INSTRUCTION A:
Please decide whether each statement below agrees with the court opinion: (i) U-Haul's motion was filed on or about September 22, 2008; (ii) the plaintiffs filed a Reply in support of the motion; (iii) the Court concludes that the motion should be denied. Answer yes or no for each, quoting the words of the court opinion that decide it.
INSTRUCTION B:
Extend the court opinion below, picking up after its last sentence.

TEXT SECTION:
========
Opinion
Civil Action No. 1:08cv339HSO-JMR.
April 7, 2009
MEMORANDUM OPINION AND ORDER GRANTING DEFENDANT U-HAUL INTERNATIONAL, INC.'S MOTION TO DISMISS
BEFORE THE COURT is the Motion [5] of Defendant U-Haul International, Inc. ["U-Haul"], to Dismiss Pursuant to Federal Rule of Civil Procedure 12(b)(6), filed on or about September 22, 2008, in the above captioned cause. Plaintiffs filed an Opposition [8] and U-Haul filed a Reply [12] in support of its Motion. After consideration of the submissions, the record in this case, and the relevant legal authorities, and for the reasons discussed below, the Court finds that U-Haul's Motion should be granted.
========
RAW DATA:
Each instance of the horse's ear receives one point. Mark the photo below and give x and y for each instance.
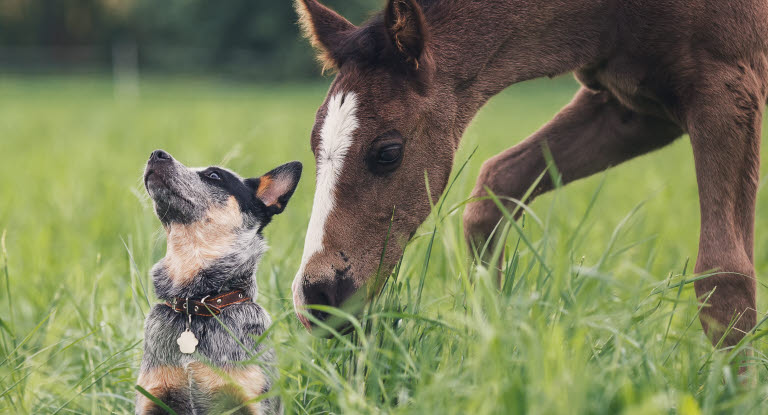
(324, 28)
(407, 28)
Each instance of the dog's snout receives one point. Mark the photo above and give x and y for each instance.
(160, 156)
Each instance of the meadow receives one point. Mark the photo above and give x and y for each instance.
(597, 314)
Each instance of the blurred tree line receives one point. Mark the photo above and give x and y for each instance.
(253, 38)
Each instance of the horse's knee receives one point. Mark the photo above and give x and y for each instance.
(480, 219)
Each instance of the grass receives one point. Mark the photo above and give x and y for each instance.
(597, 314)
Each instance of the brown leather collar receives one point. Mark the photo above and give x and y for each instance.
(207, 306)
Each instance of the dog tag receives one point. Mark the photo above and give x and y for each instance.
(187, 342)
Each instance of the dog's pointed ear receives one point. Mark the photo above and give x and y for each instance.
(407, 28)
(276, 187)
(325, 29)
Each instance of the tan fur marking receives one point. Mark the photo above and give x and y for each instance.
(193, 247)
(158, 380)
(308, 30)
(245, 383)
(264, 183)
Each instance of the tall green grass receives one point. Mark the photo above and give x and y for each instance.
(596, 313)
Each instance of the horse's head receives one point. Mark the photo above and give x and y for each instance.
(383, 127)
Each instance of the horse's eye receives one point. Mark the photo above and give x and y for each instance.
(385, 154)
(390, 154)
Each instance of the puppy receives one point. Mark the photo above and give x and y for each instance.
(201, 354)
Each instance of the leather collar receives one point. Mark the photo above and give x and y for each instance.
(208, 306)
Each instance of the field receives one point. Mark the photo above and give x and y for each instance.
(597, 315)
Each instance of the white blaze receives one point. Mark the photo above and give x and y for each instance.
(335, 138)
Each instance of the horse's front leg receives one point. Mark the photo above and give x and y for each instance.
(724, 121)
(590, 134)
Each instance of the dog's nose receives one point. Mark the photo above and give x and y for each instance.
(160, 155)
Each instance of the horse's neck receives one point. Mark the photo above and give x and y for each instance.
(483, 47)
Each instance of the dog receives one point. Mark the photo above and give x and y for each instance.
(201, 353)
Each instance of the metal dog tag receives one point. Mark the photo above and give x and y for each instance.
(187, 342)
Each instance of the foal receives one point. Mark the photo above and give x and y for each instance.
(411, 79)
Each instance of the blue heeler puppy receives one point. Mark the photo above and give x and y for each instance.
(214, 221)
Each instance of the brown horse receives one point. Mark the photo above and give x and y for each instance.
(410, 79)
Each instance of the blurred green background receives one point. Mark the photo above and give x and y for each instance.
(89, 88)
(253, 39)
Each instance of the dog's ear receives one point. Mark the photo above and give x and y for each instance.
(276, 187)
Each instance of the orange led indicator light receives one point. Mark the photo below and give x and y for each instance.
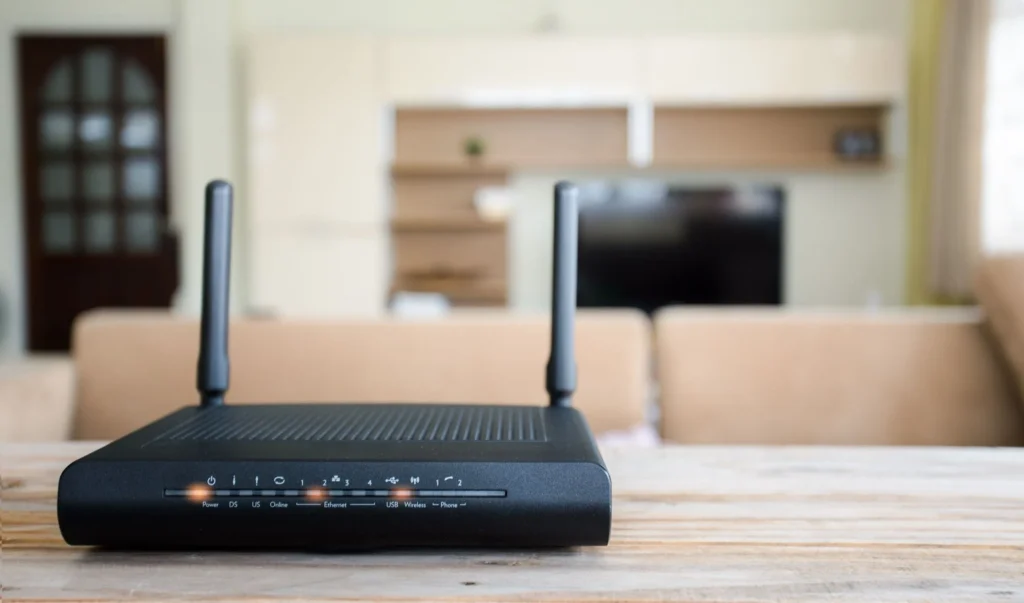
(198, 493)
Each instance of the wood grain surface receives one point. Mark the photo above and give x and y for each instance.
(690, 524)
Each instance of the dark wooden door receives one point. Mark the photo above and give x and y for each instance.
(94, 179)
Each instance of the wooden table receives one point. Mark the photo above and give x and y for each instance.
(690, 523)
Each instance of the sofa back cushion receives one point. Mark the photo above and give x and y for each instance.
(134, 367)
(776, 377)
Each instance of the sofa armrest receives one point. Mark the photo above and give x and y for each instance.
(36, 398)
(928, 377)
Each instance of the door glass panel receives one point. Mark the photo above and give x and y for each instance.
(97, 75)
(97, 181)
(94, 128)
(99, 231)
(141, 129)
(56, 129)
(58, 231)
(136, 85)
(141, 231)
(56, 88)
(56, 181)
(141, 179)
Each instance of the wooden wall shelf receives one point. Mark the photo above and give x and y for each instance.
(551, 137)
(445, 224)
(485, 292)
(766, 137)
(436, 170)
(808, 163)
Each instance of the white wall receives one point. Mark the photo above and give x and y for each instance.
(579, 16)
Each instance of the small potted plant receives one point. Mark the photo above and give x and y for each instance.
(474, 147)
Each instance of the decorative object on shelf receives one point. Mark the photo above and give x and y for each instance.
(493, 204)
(858, 144)
(473, 147)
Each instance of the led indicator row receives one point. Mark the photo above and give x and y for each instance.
(203, 492)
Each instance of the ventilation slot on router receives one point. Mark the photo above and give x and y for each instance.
(360, 423)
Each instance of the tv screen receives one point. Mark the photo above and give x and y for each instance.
(651, 246)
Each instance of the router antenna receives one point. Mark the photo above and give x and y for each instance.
(561, 363)
(213, 373)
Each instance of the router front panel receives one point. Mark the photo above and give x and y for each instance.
(335, 504)
(348, 475)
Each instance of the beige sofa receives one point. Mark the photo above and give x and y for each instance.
(921, 376)
(135, 367)
(909, 377)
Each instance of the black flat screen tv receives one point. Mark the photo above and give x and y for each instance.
(648, 247)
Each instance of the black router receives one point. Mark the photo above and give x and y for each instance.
(351, 475)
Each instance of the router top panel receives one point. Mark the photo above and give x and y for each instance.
(363, 432)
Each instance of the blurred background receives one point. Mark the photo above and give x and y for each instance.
(787, 159)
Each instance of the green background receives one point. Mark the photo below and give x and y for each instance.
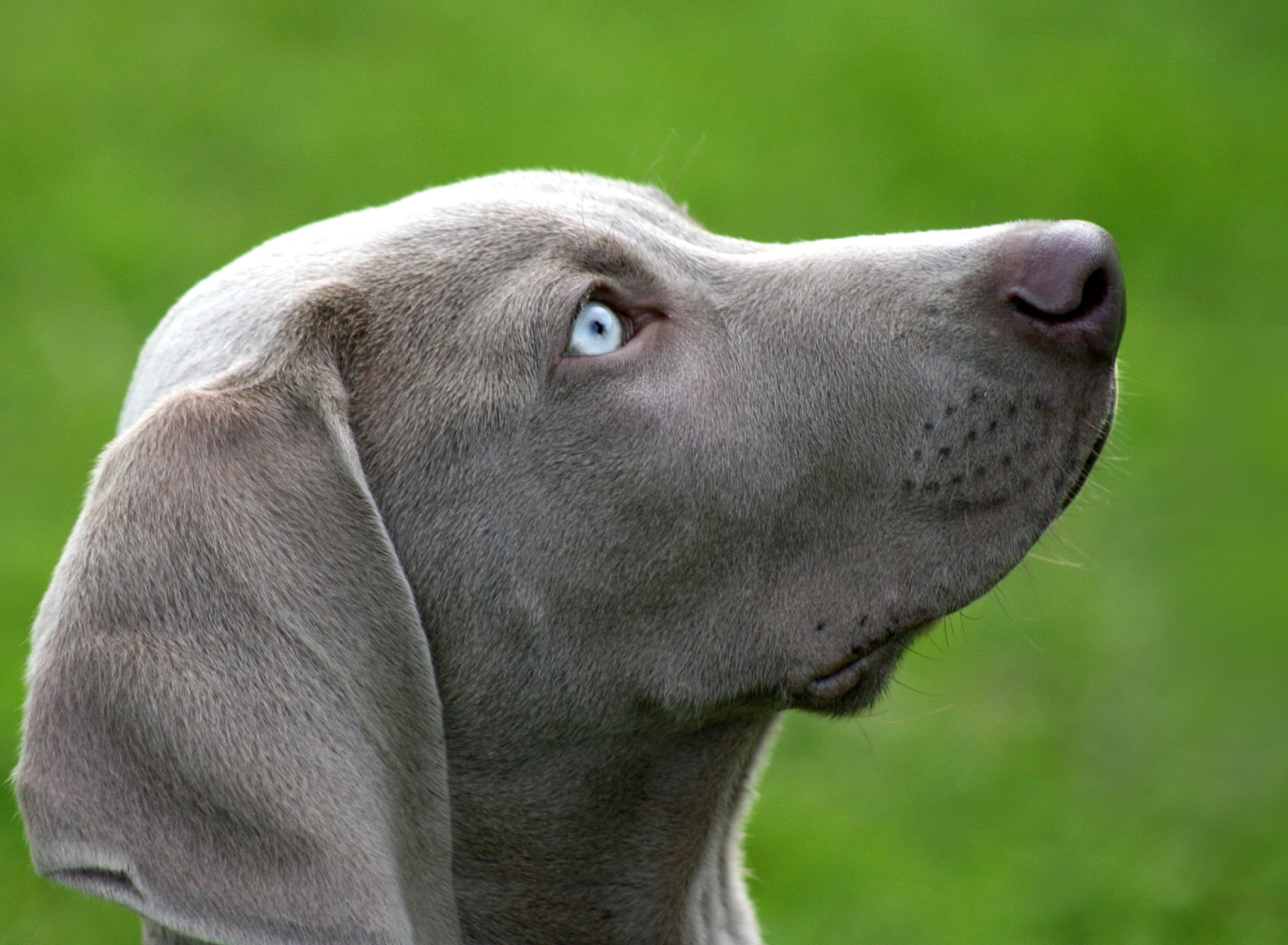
========
EXERCISE RESPONSE A:
(i) Yes: "filed on or about September 22, 2008"
(ii) No: "Plaintiffs filed an Opposition [8] and U-Haul filed a Reply [12] in support of its Motion."
(iii) No: "the Court finds that U-Haul's Motion should be granted."

EXERCISE RESPONSE B:
I. DISCUSSION
Invoking this Court's diversity jurisdiction, Plaintiffs filed their Complaint on August 1, 2008, against Defendants David R. Leach ["Leach"] and U-Haul, seeking damages for injuries they allegedly sustained when a vehicle, operated by Defendant Leach and owned by Defendant U-Haul, struck Plaintiff Damian Krause's 1999 Chevrolet vehicle in Harrison County, Mississippi, on or about January 12, 2002. Defendant U-Haul now seeks dismissal of Plaintiffs' claims against it on grounds that it cannot be held liable pursuant to the Graves Amendment to the Federal Transportation Equity Act, 49 U.S.C. § 30106.
Plaintiffs assert that because Damian Krause was a member of the active military until August 2, 2005, his claims were tolled pursuant to the Servicemembers Civil Relief Act, 50 App. U.S.C. § 526(a).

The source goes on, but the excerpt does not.